= Material for this task =
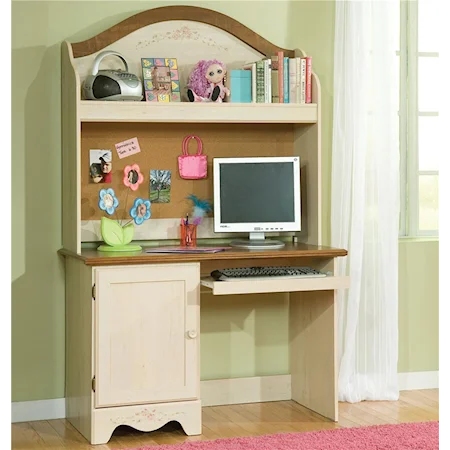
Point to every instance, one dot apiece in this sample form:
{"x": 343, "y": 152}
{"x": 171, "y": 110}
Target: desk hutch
{"x": 132, "y": 320}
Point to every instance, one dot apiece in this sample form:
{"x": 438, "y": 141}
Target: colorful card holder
{"x": 192, "y": 167}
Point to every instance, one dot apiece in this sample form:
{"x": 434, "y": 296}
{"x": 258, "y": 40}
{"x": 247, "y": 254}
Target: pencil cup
{"x": 188, "y": 235}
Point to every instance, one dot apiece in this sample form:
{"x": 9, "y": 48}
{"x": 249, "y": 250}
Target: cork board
{"x": 160, "y": 145}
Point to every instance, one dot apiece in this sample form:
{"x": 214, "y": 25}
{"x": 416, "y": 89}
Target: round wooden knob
{"x": 192, "y": 334}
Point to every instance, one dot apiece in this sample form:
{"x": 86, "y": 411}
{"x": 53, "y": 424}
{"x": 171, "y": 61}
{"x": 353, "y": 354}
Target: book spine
{"x": 252, "y": 67}
{"x": 302, "y": 80}
{"x": 298, "y": 64}
{"x": 308, "y": 75}
{"x": 280, "y": 75}
{"x": 286, "y": 79}
{"x": 275, "y": 86}
{"x": 267, "y": 80}
{"x": 274, "y": 79}
{"x": 292, "y": 80}
{"x": 260, "y": 81}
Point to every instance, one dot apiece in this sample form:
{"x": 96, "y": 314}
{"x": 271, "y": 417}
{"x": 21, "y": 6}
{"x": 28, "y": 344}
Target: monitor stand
{"x": 257, "y": 241}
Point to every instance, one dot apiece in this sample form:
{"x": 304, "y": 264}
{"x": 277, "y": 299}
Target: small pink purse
{"x": 192, "y": 167}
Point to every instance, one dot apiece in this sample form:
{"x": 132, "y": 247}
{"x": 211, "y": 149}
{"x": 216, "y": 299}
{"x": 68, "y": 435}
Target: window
{"x": 419, "y": 113}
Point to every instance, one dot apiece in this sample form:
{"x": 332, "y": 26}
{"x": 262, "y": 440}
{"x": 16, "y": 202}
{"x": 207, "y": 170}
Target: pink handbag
{"x": 192, "y": 167}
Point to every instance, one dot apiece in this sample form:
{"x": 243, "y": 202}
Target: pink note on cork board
{"x": 128, "y": 148}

= What is being asked =
Whatever the records hold apart from pictures should be repeated exactly.

= Exercise solution =
Point to every instance, one dot apiece in this sample form:
{"x": 343, "y": 152}
{"x": 171, "y": 110}
Target: desk hutch
{"x": 132, "y": 320}
Point to every instance, one dot apiece in this sample form:
{"x": 438, "y": 141}
Target: colorful card holder
{"x": 192, "y": 167}
Point to every instance, one dot apiece in this sample form:
{"x": 434, "y": 296}
{"x": 258, "y": 40}
{"x": 247, "y": 254}
Target: pencil cup
{"x": 188, "y": 235}
Point to every instance, one dot apiece in this sample form:
{"x": 9, "y": 48}
{"x": 249, "y": 250}
Target: cork board
{"x": 160, "y": 145}
Point to every instance, one dot apiece in this sample form:
{"x": 214, "y": 25}
{"x": 416, "y": 89}
Target: round wooden knob
{"x": 192, "y": 334}
Point to every instance, one dot apiece in this sample form:
{"x": 86, "y": 411}
{"x": 53, "y": 424}
{"x": 171, "y": 61}
{"x": 353, "y": 354}
Target: book spine
{"x": 252, "y": 67}
{"x": 302, "y": 80}
{"x": 298, "y": 64}
{"x": 308, "y": 75}
{"x": 280, "y": 75}
{"x": 286, "y": 79}
{"x": 275, "y": 86}
{"x": 267, "y": 80}
{"x": 274, "y": 79}
{"x": 292, "y": 80}
{"x": 260, "y": 81}
Point to every instance, one dot apiece in this sample form:
{"x": 96, "y": 314}
{"x": 271, "y": 417}
{"x": 21, "y": 6}
{"x": 28, "y": 344}
Target: monitor stand
{"x": 257, "y": 241}
Point to every instance, one dot apiece in this sample form:
{"x": 304, "y": 264}
{"x": 277, "y": 299}
Target: small pink purse
{"x": 192, "y": 167}
Point to every instance, one dot apiece in this sample form:
{"x": 132, "y": 247}
{"x": 211, "y": 149}
{"x": 216, "y": 299}
{"x": 68, "y": 435}
Target: window
{"x": 419, "y": 113}
Point to every instance, one dot apiece in this sample form:
{"x": 332, "y": 26}
{"x": 262, "y": 440}
{"x": 16, "y": 202}
{"x": 207, "y": 170}
Target: pink handbag
{"x": 192, "y": 167}
Point to every instance, one dot apiece in this sample form:
{"x": 243, "y": 202}
Target: pink note on cork board
{"x": 128, "y": 148}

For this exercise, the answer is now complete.